• **The request**
In the linuxdoc-sgml guide below, which DTD is linuxdoc-sgml heavily based on, and who wrote it?
-- Start Text segment --
This is a user's guide to the linuxdoc-sgml
document
processing system, for use with Linux documentation. linuxdoc-sgml
is an SGML DTD (Document Type Definition) and set of ``replacement files''
which convert the SGML to groff
, LaTeX, and HTML source. In the future,
linuxdoc-sgml
will support texinfo
, as well as other
formats.
linuxdoc-sgml
is based heavily on the QWERTZ DTD by Tom Gordon,
thomas.gordon@gmd.de
. I have only made revisions to his DTD and
replacement files for use by Linux documentation.
linuxdoc-sgml
is not meant to be a general document-processing system.
Although it can be used for documents of many types, I have tailored it for
use by the Linux documentors in producing HOWTOs, FAQs, and (later) the
Linux Documentation Project manuals. Therefore, I have tweaked features
into and out of the system for this purpose. If you see a lack of generality
in the system, that is the reason. There's nothing binding linuxdoc-sgml
to Linux documentation, but all documents produced by the system will look
a certain way. If you want things to look differently I suggest that you use
a more generalized system such as the plain QWERTZ DTD.
One of the goals of this system is to make documents easy to produce in
numerous formats. Until now, most Linux documentation has been produced
in plain ASCII through manual editing. A system like groff
can take care
of the plain-text formatting, but that still doesn't give you HTML (for
use on the World Wide Web), LaTeX (for nicely printed documents), or
texinfo
. Therefore, if there are features missing from this system
that you would like, please let me know! The idea is that we shouldn't
have to use a lot of hackery to produce good-looking docs in multiple formats.
-- End Text segment --
-- Start Data listing --
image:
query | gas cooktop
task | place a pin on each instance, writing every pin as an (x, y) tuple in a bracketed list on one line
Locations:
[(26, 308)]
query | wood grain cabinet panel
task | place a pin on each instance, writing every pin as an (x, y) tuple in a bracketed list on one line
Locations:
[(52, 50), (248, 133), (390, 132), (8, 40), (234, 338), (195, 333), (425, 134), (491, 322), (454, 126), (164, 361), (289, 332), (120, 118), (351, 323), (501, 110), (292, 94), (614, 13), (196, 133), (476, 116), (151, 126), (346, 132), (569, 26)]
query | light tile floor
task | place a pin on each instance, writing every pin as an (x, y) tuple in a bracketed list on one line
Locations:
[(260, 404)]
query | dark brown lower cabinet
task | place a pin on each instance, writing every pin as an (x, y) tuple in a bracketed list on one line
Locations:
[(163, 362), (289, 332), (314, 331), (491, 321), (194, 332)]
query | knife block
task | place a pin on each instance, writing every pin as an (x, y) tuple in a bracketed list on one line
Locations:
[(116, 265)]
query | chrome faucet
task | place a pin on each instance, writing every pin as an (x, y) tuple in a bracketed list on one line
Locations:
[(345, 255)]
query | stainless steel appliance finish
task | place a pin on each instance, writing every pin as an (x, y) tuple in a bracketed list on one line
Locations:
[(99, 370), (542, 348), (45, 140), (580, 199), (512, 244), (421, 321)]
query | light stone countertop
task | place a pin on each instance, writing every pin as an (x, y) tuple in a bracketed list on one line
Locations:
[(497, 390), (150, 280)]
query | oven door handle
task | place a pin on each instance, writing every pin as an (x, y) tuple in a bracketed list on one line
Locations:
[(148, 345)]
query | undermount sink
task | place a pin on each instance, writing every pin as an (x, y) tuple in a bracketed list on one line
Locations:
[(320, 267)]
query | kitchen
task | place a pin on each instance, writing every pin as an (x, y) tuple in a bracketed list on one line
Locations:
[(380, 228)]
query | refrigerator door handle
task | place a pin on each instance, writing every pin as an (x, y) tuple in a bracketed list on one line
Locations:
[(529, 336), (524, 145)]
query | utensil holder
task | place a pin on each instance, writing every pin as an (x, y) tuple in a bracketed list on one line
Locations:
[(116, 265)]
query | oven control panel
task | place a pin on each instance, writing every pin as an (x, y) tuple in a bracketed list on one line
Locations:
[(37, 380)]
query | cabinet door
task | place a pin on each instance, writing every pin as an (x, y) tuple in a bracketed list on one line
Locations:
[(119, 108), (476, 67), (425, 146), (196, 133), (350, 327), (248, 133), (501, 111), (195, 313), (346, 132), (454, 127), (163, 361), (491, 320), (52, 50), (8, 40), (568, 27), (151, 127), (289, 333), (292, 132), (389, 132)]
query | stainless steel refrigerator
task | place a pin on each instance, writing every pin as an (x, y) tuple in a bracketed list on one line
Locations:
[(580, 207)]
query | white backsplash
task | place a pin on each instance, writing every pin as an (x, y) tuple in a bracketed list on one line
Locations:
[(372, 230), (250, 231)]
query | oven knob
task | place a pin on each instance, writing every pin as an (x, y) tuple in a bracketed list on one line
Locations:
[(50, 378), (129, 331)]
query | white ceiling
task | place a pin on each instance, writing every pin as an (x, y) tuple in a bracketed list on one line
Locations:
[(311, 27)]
-- End Data listing --
• **Answer to the task**
The QWERTZ DTD by Tom Gordon.